Assigned task – Tally every line in the data that has the word "gear" and report only the total.

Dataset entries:
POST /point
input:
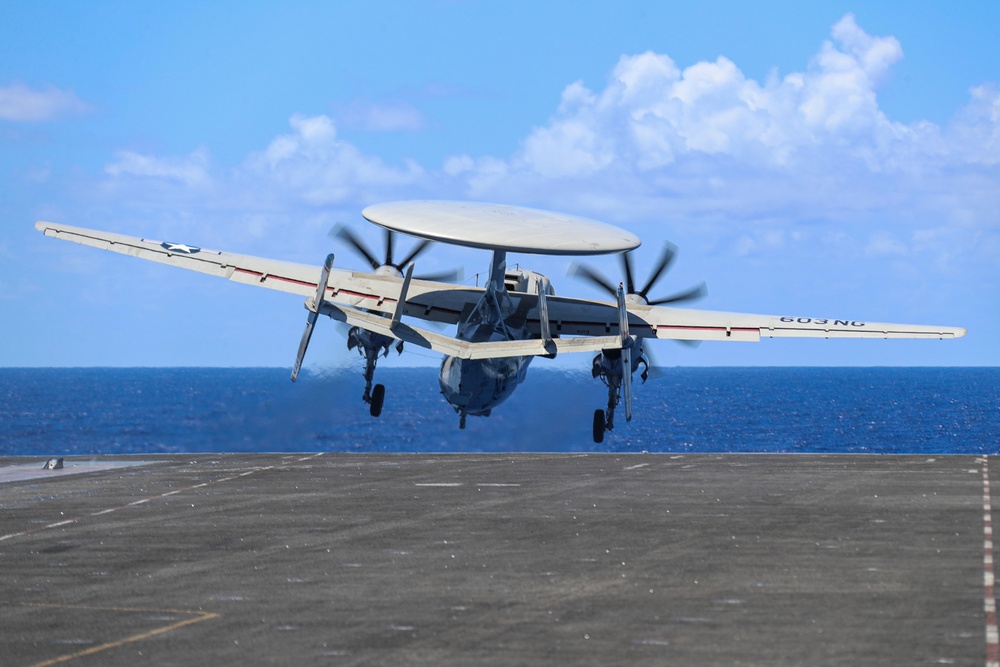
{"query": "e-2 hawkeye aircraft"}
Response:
(502, 326)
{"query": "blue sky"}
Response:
(817, 159)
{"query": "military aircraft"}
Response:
(500, 327)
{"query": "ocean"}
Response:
(83, 411)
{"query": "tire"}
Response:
(378, 397)
(599, 426)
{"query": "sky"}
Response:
(835, 159)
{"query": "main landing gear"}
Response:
(370, 346)
(609, 367)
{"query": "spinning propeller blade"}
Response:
(662, 265)
(344, 234)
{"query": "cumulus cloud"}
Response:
(312, 165)
(399, 117)
(706, 142)
(703, 144)
(191, 170)
(20, 103)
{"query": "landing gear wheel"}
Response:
(599, 426)
(378, 396)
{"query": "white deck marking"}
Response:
(989, 594)
(134, 503)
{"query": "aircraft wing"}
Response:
(581, 317)
(360, 289)
(575, 324)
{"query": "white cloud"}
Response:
(191, 170)
(20, 103)
(702, 145)
(384, 117)
(312, 165)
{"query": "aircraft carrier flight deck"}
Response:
(494, 559)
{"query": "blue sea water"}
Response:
(850, 410)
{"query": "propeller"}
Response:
(642, 294)
(388, 266)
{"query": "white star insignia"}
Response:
(180, 247)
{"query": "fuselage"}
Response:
(476, 386)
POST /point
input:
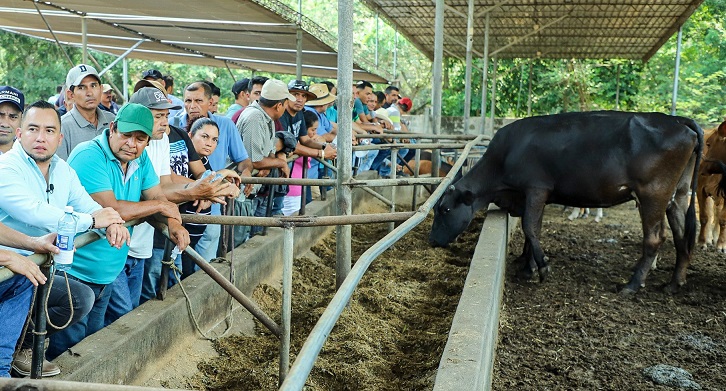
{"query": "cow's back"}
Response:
(591, 158)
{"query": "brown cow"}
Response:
(709, 202)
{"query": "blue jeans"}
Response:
(152, 273)
(259, 206)
(208, 244)
(15, 296)
(89, 324)
(125, 290)
(59, 310)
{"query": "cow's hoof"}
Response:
(543, 273)
(525, 273)
(627, 292)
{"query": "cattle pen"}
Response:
(119, 368)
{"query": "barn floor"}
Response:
(574, 332)
(390, 337)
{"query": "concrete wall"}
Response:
(468, 357)
(454, 125)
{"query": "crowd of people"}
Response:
(152, 159)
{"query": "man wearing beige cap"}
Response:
(85, 120)
(257, 127)
(107, 103)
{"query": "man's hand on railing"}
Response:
(209, 189)
(330, 152)
(178, 234)
(118, 235)
(106, 216)
(43, 244)
(21, 265)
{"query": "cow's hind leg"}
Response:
(651, 214)
(531, 225)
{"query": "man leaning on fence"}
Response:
(116, 171)
(36, 187)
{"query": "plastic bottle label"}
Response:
(65, 244)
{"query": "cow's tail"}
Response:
(690, 228)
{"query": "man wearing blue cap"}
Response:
(115, 170)
(12, 103)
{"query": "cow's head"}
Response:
(452, 214)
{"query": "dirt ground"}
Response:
(390, 337)
(574, 332)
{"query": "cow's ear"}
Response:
(467, 198)
(722, 129)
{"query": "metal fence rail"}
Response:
(300, 370)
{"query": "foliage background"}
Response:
(37, 67)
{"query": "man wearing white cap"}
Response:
(12, 103)
(85, 120)
(257, 127)
(107, 103)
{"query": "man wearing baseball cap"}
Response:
(257, 127)
(107, 103)
(144, 260)
(241, 97)
(12, 102)
(85, 120)
(116, 171)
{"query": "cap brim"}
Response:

Exercise answer – 2